■ Problem 1
In the poetry interview, which book is described as being about Brian Turner's experiences fighting in the Iraq War?
■ Problem 2
Set down the passage of the poetry interview from "WM: What about" up to and including "down those barriers.", without changes.
■ Problem 3
Summarize the poetry interview in two sentences.

-- begin Document excerpt --

WM: Who are your favorite contemporary poets?

TB: I have so many. Among the Americans, I like Robert Hass, Robert Pinsky, B H. Fairchild, Kim Addonizio, Tony Hoagland. I like James Tate, Russell Edson, Arthur Sze, Rodney Jones. Philip Levine, of course; he is getting only better. He's so good right now! Then I like Wislawa Szymborska. I would throw in probably Yannis Ritsos. Oh god, there are so many. Among the great poets of the twentieth century, I should mention Jorge Luis Borges, R. M. Rilke, Constantine Cavafy, Vasko Popa and Tomas Tranströmer.


WM: What about Willis Barnstone?

TB: [Laughs] Well, of course!


WM: What do you see as the important trends in poetry today?

TB: I think what's happened is that the firm dividing lines between formalist poetry, Language poetry, and postmodernist, neo-romantic, narrative-lyric poetry have broken down. So now you have, for example, my poetry, much of which is formal poetry with a free verse aesthetic, often written through an experimental method. A number of sonnets in my book The Golem of Los Angeles, for example, were written through the application of Marcel Duchamp's notion of the "assisted readymade" work of art to poetry. And it's not just me; a lot of people are breaking down those barriers.


WM: Who do you see as up-and-coming in the poetry world?

TB: Neil Aiken; his first book is quite wonderful. Matthew Dickman is quite interesting. There are a lot of new poets. There are Jamie Ross—his book is quite good—and Peter Ludwin. Brian Turner's Here, Bullet is a marvelous book about his experiences fighting in the Iraq War. There are some wonderful Los Angeles poets with recent books out, Sholeh Wolpe, Lynne Thompson, John Fitzgerald, Hélène Cardona, Sarah Maclay, Brendan Constantine, Caley O'Dwyer, Elena Karina Byrne, Richard Beban, so many others. For mid-career poets, Kevin Prufer's book National Anthem is just genius. Alan Michael Parker, wonderful.


WM: Emily Dickinson wrote, "Tell all the truth, but tell it slant." What does that mean to you? Do you agree?

TB: My belief is that, as Nietzsche said, the poets all are liars. What Nietzsche meant is that the poets of his time tended to talk too much about God. He of course didn't believe in God. Fiction writers give themselves permission to lie, but do it so well that it feels like truth. Poets need to give themselves the same permission to lyricize, fantasize, and dramatize. If you have too many characters in your poem, cut one out. All writing is translation. We translate from our lives and from our dreams and from our reading and other poets and whatever happens to be around us in our realm of consciousness. Although the trick of a translation is to appear to be a window onto the truth of the original, it is really more of a painting. It is its own original. It gives the illusion of transparency. Truth is a shackle.

-- end Document excerpt --
-- begin Data segment --

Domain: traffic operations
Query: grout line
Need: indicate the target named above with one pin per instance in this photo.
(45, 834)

-- end Data segment --

■ Worked solution 1
Here, Bullet

■ Worked solution 2
WM: What about Willis Barnstone?

TB: [Laughs] Well, of course!


WM: What do you see as the important trends in poetry today?

TB: I think what's happened is that the firm dividing lines between formalist poetry, Language poetry, and postmodernist, neo-romantic, narrative-lyric poetry have broken down. So now you have, for example, my poetry, much of which is formal poetry with a free verse aesthetic, often written through an experimental method. A number of sonnets in my book The Golem of Los Angeles, for example, were written through the application of Marcel Duchamp's notion of the "assisted readymade" work of art to poetry. And it's not just me; a lot of people are breaking down those barriers.

■ Worked solution 3
TB lists many favorite contemporary and twentieth-century poets as well as several up-and-coming ones, and observes that the firm dividing lines between formalist, Language, and other kinds of poetry have broken down. Asked about Emily Dickinson's line on telling the truth slant, TB argues that poets need the same permission to lie that fiction writers give themselves, that all writing is translation, and that truth is a shackle.